● SOURCE MATERIAL
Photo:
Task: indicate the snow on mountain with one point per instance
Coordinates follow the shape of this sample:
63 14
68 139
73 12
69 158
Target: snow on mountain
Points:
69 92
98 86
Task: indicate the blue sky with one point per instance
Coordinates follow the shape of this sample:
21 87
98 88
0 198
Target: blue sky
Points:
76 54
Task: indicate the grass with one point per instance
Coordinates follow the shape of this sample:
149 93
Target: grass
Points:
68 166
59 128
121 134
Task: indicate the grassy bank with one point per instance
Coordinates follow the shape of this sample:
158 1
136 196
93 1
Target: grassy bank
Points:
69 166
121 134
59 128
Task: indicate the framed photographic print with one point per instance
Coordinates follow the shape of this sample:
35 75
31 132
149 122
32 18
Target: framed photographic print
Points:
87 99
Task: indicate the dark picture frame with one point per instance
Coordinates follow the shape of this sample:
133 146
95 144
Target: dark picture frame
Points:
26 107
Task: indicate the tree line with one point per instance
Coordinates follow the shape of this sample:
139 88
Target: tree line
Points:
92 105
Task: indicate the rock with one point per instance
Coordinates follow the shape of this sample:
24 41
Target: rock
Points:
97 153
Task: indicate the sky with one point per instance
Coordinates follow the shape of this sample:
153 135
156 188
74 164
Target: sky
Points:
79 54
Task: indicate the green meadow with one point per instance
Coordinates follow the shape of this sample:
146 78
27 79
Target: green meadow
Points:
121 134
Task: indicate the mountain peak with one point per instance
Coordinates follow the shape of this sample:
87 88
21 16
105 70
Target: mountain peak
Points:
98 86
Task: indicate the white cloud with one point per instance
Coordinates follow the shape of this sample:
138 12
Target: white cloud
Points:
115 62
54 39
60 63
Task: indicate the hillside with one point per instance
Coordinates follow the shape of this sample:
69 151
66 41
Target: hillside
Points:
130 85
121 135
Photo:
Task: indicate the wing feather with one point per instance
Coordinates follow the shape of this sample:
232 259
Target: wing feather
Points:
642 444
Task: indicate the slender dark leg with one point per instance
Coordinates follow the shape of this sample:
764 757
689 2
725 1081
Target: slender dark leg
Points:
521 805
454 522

● EXERCISE DIRECTIONS
Your answer must consist of every line from the listing that holds the string "feather".

● REPLY TO THE TASK
Task: indicate the wing feather with one point per instance
Target: wing feather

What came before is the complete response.